_Set problem_
Update the lines from the start of the records through the line containing "282 332 L 214", both ends included, replacing "concrete floor" with "cement floor" and keeping everything else the same. Omit the pictures from your answer.

═════ The input

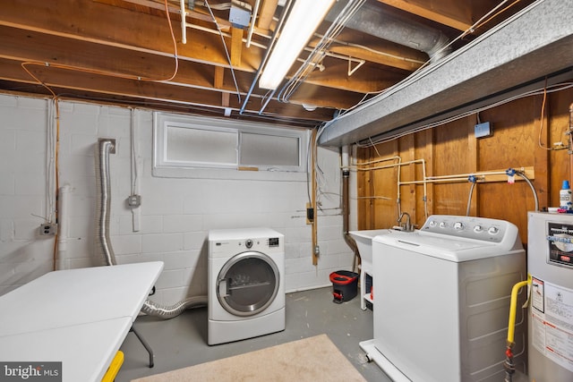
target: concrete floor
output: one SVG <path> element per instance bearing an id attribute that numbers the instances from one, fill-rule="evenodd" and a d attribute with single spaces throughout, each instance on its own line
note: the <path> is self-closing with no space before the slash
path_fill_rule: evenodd
<path id="1" fill-rule="evenodd" d="M 282 332 L 214 346 L 207 344 L 207 308 L 189 310 L 168 320 L 140 317 L 135 327 L 153 348 L 155 366 L 148 367 L 147 352 L 130 333 L 121 348 L 125 359 L 115 381 L 129 382 L 140 377 L 326 334 L 366 380 L 389 382 L 378 365 L 367 362 L 358 345 L 361 341 L 372 338 L 372 310 L 362 310 L 358 297 L 342 304 L 332 302 L 331 289 L 286 294 L 286 328 Z"/>

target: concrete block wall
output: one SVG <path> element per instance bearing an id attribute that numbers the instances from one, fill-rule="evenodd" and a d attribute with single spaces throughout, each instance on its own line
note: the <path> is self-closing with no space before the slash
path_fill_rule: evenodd
<path id="1" fill-rule="evenodd" d="M 52 154 L 47 149 L 51 107 L 46 99 L 0 95 L 0 294 L 54 267 L 54 239 L 38 230 L 43 222 L 38 216 L 46 216 L 50 206 L 45 163 Z M 95 254 L 95 145 L 110 138 L 116 140 L 116 153 L 110 156 L 112 247 L 119 264 L 165 262 L 151 300 L 170 305 L 207 294 L 211 229 L 268 226 L 284 233 L 287 292 L 329 285 L 331 272 L 350 269 L 354 255 L 342 236 L 338 149 L 319 149 L 322 211 L 315 267 L 305 182 L 154 177 L 151 111 L 68 101 L 60 101 L 59 108 L 59 183 L 70 190 L 69 212 L 60 216 L 68 225 L 62 233 L 66 267 L 101 264 Z M 132 149 L 138 167 L 134 183 Z M 141 195 L 141 206 L 133 210 L 125 203 L 133 184 Z"/>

══════════

_Task answer_
target: cement floor
output: one SVG <path> element per instance bearing an id attribute that numbers the instances from one, fill-rule="evenodd" and a d attribute with single spaces throughout, each instance on its own line
note: the <path> is self-closing with no space before the slash
path_fill_rule: evenodd
<path id="1" fill-rule="evenodd" d="M 282 332 L 214 346 L 207 344 L 207 308 L 189 310 L 168 320 L 140 317 L 135 327 L 153 348 L 155 366 L 148 367 L 147 352 L 130 333 L 121 348 L 125 359 L 115 381 L 129 382 L 140 377 L 326 334 L 366 380 L 389 382 L 378 365 L 367 362 L 358 345 L 361 341 L 372 338 L 372 310 L 362 310 L 358 297 L 342 304 L 332 302 L 331 289 L 286 294 L 286 328 Z"/>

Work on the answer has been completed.